先程のユニット1とユニット2を題材にしてお話しましょう。ユニット1で扱うのは読解のための「道具」です。「道具」は個々の使い方を習得するだけでなく、整理した上で必要な時に取り出せなくてはなりません。ユニット1の授業を終えた時点で「道具」が揃い、体系的に整理されている必要があります。
僕は「長文読解マニュアル」という小冊子を自作し、その中で長文を読むために必要な3つの観点をまとめています。第一に「文と文の意味的なつながり」の理解。次に「文と文の論理的なつながり」の理解。最後に、「そのパラグラフや長文全体がどのような論理展開(e.g.テーマ→具体化→まとめ・結論)で構成されているか」の理解です。ユニット2を扱う授業ではこの小冊子を必ず持参させ、参照しながら授業を進めます。こうすることで、ユニット2全体が「道具」の再確認の機会として機能し、生徒もそれぞれの「道具」を理解するだけでなく、使いこなすことが出来るようになります。
長文を読めない生徒は、一つの英文を読むことは出来ても、パラグラフや長文全体のように視野に収めなくてはならない世界が広がると、捉えられなくなる「木を見て森を見ず」のような状態です。森の姿を捉えるためにはどのような観点が必要か、どのように知識を活用しなくてはならないかを知ることが、長文を読むためのトレーニングとなります。

§ 提示資料:
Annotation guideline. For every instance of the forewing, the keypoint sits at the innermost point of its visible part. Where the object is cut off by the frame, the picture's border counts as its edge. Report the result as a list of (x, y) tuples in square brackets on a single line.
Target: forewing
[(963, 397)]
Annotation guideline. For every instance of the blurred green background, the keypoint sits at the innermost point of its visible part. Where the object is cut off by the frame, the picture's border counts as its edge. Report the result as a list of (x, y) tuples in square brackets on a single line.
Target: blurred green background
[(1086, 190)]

==

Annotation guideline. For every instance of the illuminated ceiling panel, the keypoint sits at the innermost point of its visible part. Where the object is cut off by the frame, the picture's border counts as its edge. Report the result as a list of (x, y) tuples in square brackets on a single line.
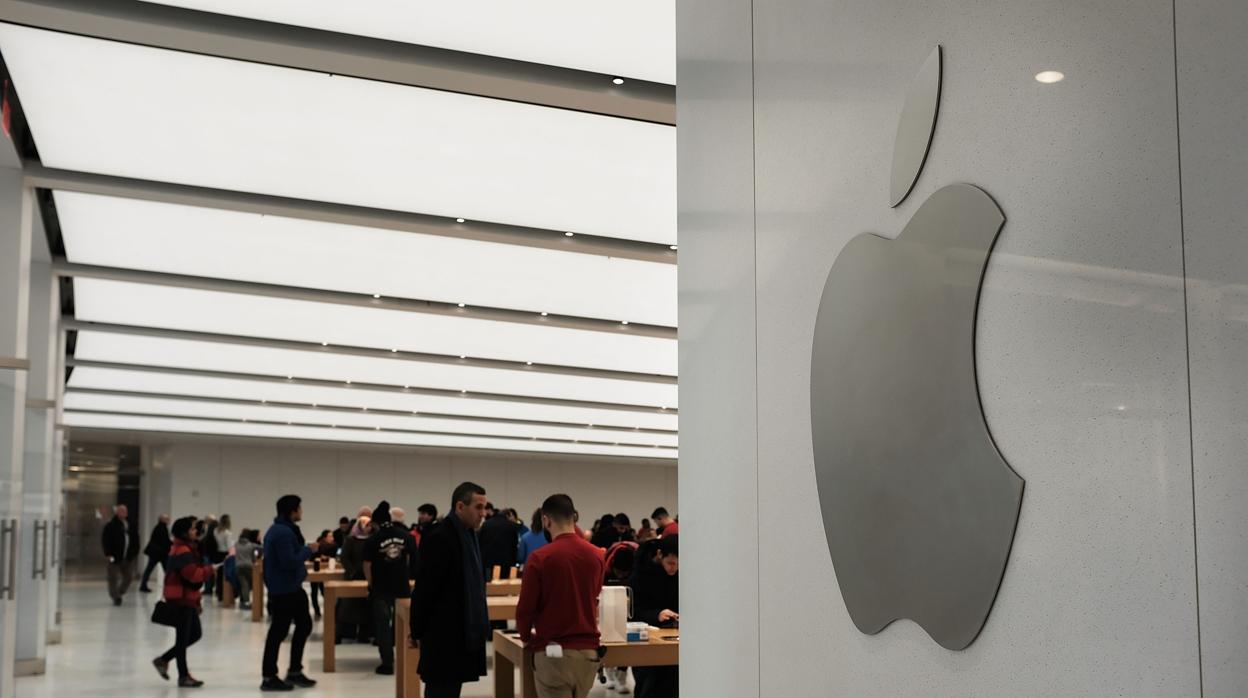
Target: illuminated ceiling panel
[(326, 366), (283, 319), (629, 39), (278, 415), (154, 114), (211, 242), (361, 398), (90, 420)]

§ 演習課題 1: 原文の「先程のユニット1とユニット2」から「ことが出来るようになります。」までをそのまま返してください。
§ 演習課題 2: 次の(a)〜(c)が原文と合っているかを「はい」か「いいえ」で答え、判断の決め手となる原文の語句を正確に引用せよ。(a) 筆者は「長文読解マニュアル」という小冊子を自分で作った。(b) ユニット2の授業では、小冊子を生徒に持参させない。(c) 長文を読めない生徒は、一つの英文も読むことが出来ない。
上の項目は使わなくてよい。

§ 最終結果 1:
先程のユニット1とユニット2を題材にしてお話しましょう。ユニット1で扱うのは読解のための「道具」です。「道具」は個々の使い方を習得するだけでなく、整理した上で必要な時に取り出せなくてはなりません。ユニット1の授業を終えた時点で「道具」が揃い、体系的に整理されている必要があります。
僕は「長文読解マニュアル」という小冊子を自作し、その中で長文を読むために必要な3つの観点をまとめています。第一に「文と文の意味的なつながり」の理解。次に「文と文の論理的なつながり」の理解。最後に、「そのパラグラフや長文全体がどのような論理展開(e.g.テーマ→具体化→まとめ・結論)で構成されているか」の理解です。ユニット2を扱う授業ではこの小冊子を必ず持参させ、参照しながら授業を進めます。こうすることで、ユニット2全体が「道具」の再確認の機会として機能し、生徒もそれぞれの「道具」を理解するだけでなく、使いこなすことが出来るようになります。

§ 最終結果 2:
(a) はい。『僕は「長文読解マニュアル」という小冊子を自作し』
(b) いいえ。『ユニット2を扱う授業ではこの小冊子を必ず持参させ』
(c) いいえ。『一つの英文を読むことは出来ても』